● **Task statement**: With the pictures removed, write out the data below exactly.

● **Available records**:
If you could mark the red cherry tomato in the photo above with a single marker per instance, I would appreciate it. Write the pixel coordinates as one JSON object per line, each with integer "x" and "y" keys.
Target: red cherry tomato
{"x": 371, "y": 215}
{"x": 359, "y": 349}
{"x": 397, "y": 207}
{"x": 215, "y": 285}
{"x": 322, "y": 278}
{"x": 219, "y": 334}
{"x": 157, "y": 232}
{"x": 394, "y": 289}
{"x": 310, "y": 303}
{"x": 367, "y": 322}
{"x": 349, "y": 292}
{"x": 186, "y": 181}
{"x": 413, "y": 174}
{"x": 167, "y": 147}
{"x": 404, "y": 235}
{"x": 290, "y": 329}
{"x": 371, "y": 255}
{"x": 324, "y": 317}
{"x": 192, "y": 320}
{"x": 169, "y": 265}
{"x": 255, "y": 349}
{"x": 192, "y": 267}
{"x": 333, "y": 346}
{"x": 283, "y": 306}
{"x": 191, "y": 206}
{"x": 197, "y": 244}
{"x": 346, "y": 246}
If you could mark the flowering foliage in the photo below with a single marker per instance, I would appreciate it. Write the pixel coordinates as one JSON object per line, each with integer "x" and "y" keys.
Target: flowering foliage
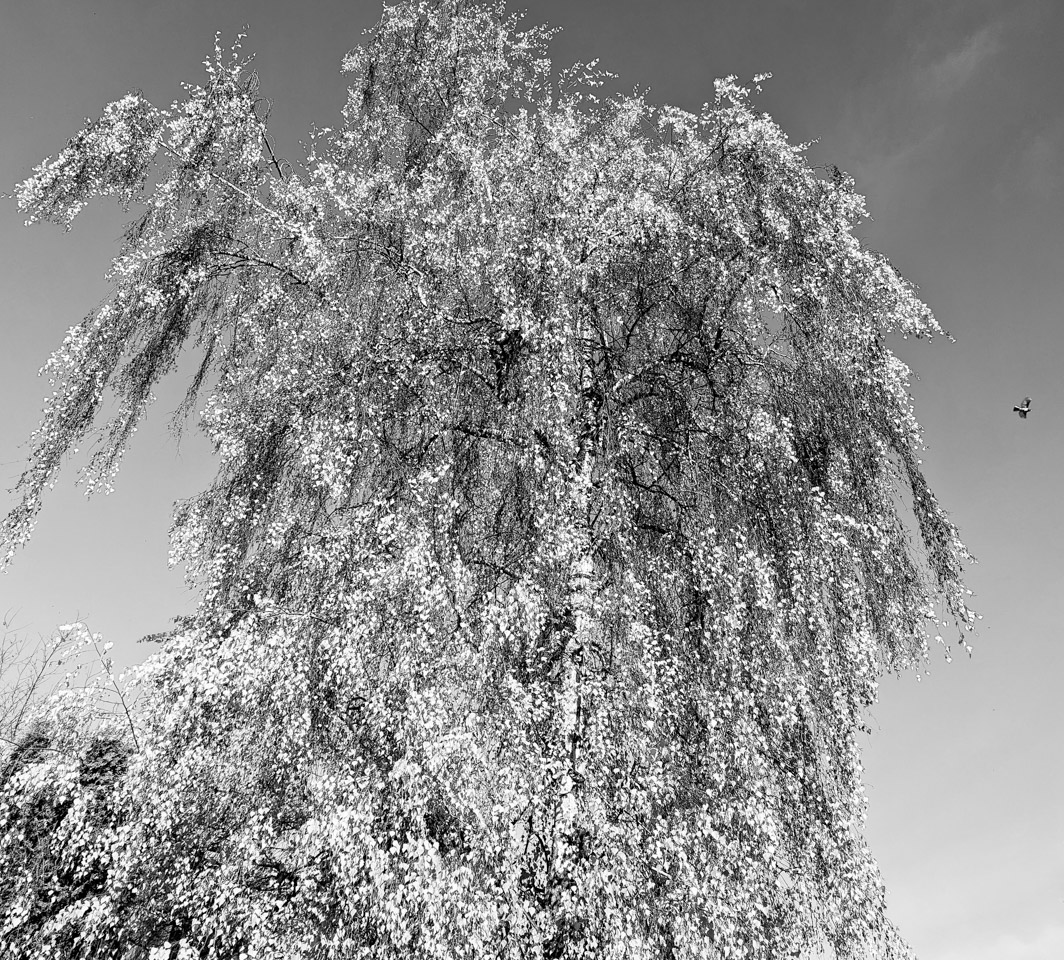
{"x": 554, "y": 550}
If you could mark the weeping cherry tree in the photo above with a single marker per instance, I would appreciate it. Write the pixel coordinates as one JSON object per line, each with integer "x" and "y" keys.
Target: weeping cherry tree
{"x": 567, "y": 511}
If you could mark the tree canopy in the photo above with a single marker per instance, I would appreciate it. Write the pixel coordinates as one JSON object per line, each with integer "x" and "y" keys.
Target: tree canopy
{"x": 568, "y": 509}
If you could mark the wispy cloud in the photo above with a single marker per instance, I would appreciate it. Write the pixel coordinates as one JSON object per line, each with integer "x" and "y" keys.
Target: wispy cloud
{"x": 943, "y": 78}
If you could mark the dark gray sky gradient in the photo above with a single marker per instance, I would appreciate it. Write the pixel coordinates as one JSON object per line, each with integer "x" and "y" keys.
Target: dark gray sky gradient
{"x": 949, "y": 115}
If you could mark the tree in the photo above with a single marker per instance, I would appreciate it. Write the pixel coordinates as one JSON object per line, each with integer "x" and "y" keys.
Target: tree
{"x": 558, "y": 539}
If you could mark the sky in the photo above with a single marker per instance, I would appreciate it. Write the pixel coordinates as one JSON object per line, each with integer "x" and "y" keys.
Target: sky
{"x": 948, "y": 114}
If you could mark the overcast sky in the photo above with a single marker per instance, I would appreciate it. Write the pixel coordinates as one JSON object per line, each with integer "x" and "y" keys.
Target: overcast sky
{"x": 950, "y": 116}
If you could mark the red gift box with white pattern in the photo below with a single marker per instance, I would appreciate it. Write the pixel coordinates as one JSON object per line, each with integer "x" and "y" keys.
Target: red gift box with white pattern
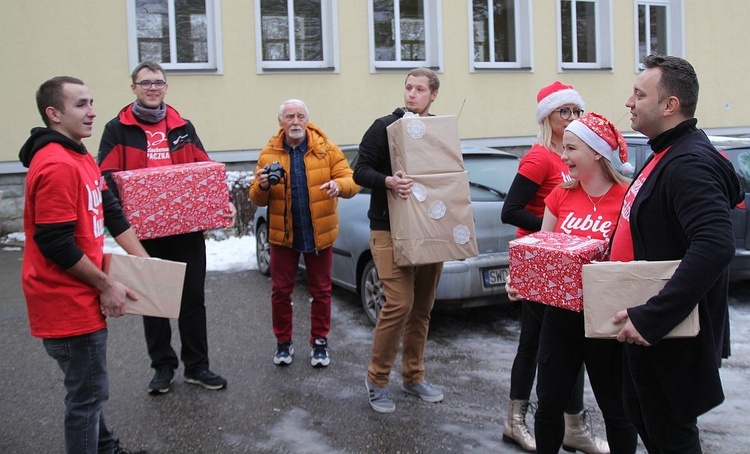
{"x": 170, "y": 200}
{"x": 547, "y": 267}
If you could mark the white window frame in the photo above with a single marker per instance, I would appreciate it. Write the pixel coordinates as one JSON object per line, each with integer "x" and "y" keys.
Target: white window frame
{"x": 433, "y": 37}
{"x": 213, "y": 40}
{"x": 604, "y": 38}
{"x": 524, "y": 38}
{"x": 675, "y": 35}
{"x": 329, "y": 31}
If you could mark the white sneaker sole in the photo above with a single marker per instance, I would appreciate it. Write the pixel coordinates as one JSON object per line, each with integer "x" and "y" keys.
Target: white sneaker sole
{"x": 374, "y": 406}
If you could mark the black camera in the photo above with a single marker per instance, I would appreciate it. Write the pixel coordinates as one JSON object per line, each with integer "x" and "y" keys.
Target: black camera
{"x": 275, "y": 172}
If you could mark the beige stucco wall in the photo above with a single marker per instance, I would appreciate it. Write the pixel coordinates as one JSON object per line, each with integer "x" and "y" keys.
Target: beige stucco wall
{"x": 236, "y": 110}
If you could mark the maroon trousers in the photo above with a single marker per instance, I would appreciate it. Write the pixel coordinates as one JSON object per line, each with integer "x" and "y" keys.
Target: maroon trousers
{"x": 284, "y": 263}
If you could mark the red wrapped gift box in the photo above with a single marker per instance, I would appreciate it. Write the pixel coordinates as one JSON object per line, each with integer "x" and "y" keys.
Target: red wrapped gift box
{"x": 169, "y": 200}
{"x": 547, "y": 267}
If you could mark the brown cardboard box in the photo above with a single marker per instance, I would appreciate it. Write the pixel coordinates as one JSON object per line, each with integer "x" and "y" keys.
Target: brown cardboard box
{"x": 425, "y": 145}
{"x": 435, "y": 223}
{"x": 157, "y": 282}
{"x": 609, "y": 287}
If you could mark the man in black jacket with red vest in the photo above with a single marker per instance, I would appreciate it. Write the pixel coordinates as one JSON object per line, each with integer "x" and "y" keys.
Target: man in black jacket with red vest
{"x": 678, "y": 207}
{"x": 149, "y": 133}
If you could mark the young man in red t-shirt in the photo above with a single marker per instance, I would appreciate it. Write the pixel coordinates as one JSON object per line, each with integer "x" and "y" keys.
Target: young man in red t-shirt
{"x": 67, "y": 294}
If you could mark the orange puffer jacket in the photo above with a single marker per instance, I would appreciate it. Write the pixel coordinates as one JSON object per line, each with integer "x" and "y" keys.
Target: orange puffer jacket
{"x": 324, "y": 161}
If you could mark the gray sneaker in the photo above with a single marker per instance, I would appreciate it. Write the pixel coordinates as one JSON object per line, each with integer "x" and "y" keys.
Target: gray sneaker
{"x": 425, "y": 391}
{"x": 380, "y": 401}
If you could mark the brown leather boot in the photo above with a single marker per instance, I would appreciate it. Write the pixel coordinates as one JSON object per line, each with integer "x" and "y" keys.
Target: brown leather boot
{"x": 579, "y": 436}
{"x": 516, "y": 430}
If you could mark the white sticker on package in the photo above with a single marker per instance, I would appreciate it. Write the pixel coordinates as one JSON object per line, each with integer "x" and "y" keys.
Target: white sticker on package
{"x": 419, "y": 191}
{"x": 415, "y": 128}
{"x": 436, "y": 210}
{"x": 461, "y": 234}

● **Problem solution**:
If you could mark the red cherry tomato in the photo above with a single marker per instance, I would appreciate it. Write the pixel coordinates as one JSON object per line, each with integer "x" and "y" keys.
Target: red cherry tomato
{"x": 371, "y": 215}
{"x": 359, "y": 349}
{"x": 397, "y": 207}
{"x": 215, "y": 285}
{"x": 322, "y": 278}
{"x": 219, "y": 334}
{"x": 157, "y": 232}
{"x": 394, "y": 289}
{"x": 310, "y": 303}
{"x": 367, "y": 322}
{"x": 349, "y": 292}
{"x": 186, "y": 181}
{"x": 413, "y": 174}
{"x": 167, "y": 147}
{"x": 404, "y": 235}
{"x": 290, "y": 329}
{"x": 371, "y": 255}
{"x": 324, "y": 317}
{"x": 192, "y": 320}
{"x": 169, "y": 265}
{"x": 255, "y": 349}
{"x": 192, "y": 267}
{"x": 333, "y": 346}
{"x": 283, "y": 306}
{"x": 191, "y": 206}
{"x": 197, "y": 244}
{"x": 346, "y": 246}
If you could mark the flowering foliage in the photo below with a single marker per instance, I would appreciate it. Write the pixel coordinates as one JSON object per line, each with integer "x" and "y" keys.
Target: flowering foliage
{"x": 554, "y": 550}
If you could mark the weeping cherry tree in the photo above with a single marker per instance, I would appreciate it. Write the pixel coordinates as one JSON object per line, each with integer "x" and "y" keys.
Target: weeping cherry tree
{"x": 567, "y": 511}
If you could mark the tree canopy in the photo above with a single marker per instance, I would appreciate it. Write the pixel coordinates as one JSON object per line, each with integer "x" and "y" keys.
Target: tree canopy
{"x": 568, "y": 509}
If you could mark the wispy cloud in the photo above with a single marker per instance, I would appreciate it. Write the pixel coordinates as one JSON object per line, each with integer "x" and "y" keys.
Target: wispy cloud
{"x": 943, "y": 78}
If you could mark the dark gray sky gradient in the photo above with a single marker per instance, I would appreciate it. Write the pixel coordinates as one JSON object per line, each with integer "x" and "y" keys.
Target: dark gray sky gradient
{"x": 949, "y": 115}
If you could mark the tree in the photo above with a single marker per instance, I would appreciate it. Write the pixel coordinates as one JSON object per line, each with integer "x" and "y" keys.
Target: tree
{"x": 558, "y": 539}
If you could mark the sky in the photo above with a single marker per instance, I would appreciate it. Write the pixel coordinates as one JSON object per line, each with integer "x" and "y" keys.
Target: sky
{"x": 948, "y": 114}
If you could mark the overcast sky in the photo above with a single marker per instance, I would appreciate it. Write the pixel coordinates as one JSON object per line, each with integer "x" and "y" keys.
Target: overcast sky
{"x": 950, "y": 116}
If you could mark the red gift box with white pattern in the photo below with a single marker per instance, I would appreciate it. Write the pixel coordinates as one JSON object per line, each with integer "x" and "y" keys.
Target: red gift box with white pattern
{"x": 170, "y": 200}
{"x": 547, "y": 267}
If you could mark the white window frame in the photo above with a single marker per instance, I would appreciate it. Write the pixel coordinates as one JSON object per line, each with integer "x" and "y" keys.
Target: white window frame
{"x": 433, "y": 37}
{"x": 213, "y": 40}
{"x": 604, "y": 38}
{"x": 524, "y": 38}
{"x": 675, "y": 35}
{"x": 329, "y": 31}
If you could mark the white sneaker sole in the photo above with a single marker per instance, I would appreciate it. Write the pixel coordinates as one JSON object per line, each with integer "x" and "y" keys.
Target: white sneaker sole
{"x": 374, "y": 406}
If you could mark the black camera in the photo above with a single marker per instance, I would appreciate it. Write the pixel coordinates as one JSON object per line, each with integer "x" and "y" keys.
Target: black camera
{"x": 275, "y": 172}
If you could mark the beige stucco wall in the photo above with a single marker per instance, I would appreciate it. Write the pixel coordinates as one JSON object per line, each with integer "x" and "y" keys.
Target: beige stucco wall
{"x": 236, "y": 110}
If you could mark the maroon trousers in the photo above with a single marker per instance, I would appreciate it. Write the pixel coordinates as one JSON object per line, each with integer "x" and "y" keys.
Target: maroon trousers
{"x": 284, "y": 263}
If you could mark the red wrapped gift box in the photo above with a single marker per instance, I would appreciate it. Write the pixel coordinates as one JSON object per line, each with integer "x" and "y" keys.
Target: red wrapped gift box
{"x": 169, "y": 200}
{"x": 547, "y": 267}
If you could mark the brown cardboard box in the photo above with a single marker per instance, I would appreciate it. Write the pixel coordinates as one JSON object per line, each with integer "x" and "y" keys.
Target: brown cardboard box
{"x": 425, "y": 145}
{"x": 435, "y": 223}
{"x": 157, "y": 282}
{"x": 609, "y": 287}
If you could mark the man in black jacket with red vest in the photo above with a single marker per instance, I would appreciate it. Write the pixel coordinates as one JSON object per line, each with integer "x" and "y" keys.
Target: man in black jacket with red vest
{"x": 678, "y": 207}
{"x": 149, "y": 133}
If you could mark the young man in red t-shirt in the photo above with a single marker per instance, I would appreciate it. Write the pixel coordinates as one JSON object per line, each with integer "x" and "y" keys.
Target: young man in red t-shirt
{"x": 67, "y": 294}
If you could mark the orange puffer jacket in the photo above with a single marker per instance, I would appreciate it. Write the pixel coordinates as one JSON object per line, each with integer "x" and "y" keys.
Target: orange puffer jacket
{"x": 324, "y": 161}
If you could mark the gray sneaker in the photo above with a single marker per instance, I would appreciate it. Write the pixel coordinates as one JSON object per line, each with integer "x" and "y" keys.
Target: gray sneaker
{"x": 425, "y": 391}
{"x": 380, "y": 401}
If you could mark the brown leather boot in the photo above with a single marker per instance, I would appreciate it. Write the pixel coordinates as one JSON object per line, each with integer "x" and "y" keys.
Target: brown leather boot
{"x": 579, "y": 436}
{"x": 516, "y": 430}
If you could mark the white sticker on package in the photo above with a single marker per instance, I would appreciate it. Write the pixel coordinates as one JSON object per line, each with integer "x" and "y" keys.
Target: white sticker on package
{"x": 419, "y": 191}
{"x": 415, "y": 128}
{"x": 436, "y": 210}
{"x": 461, "y": 234}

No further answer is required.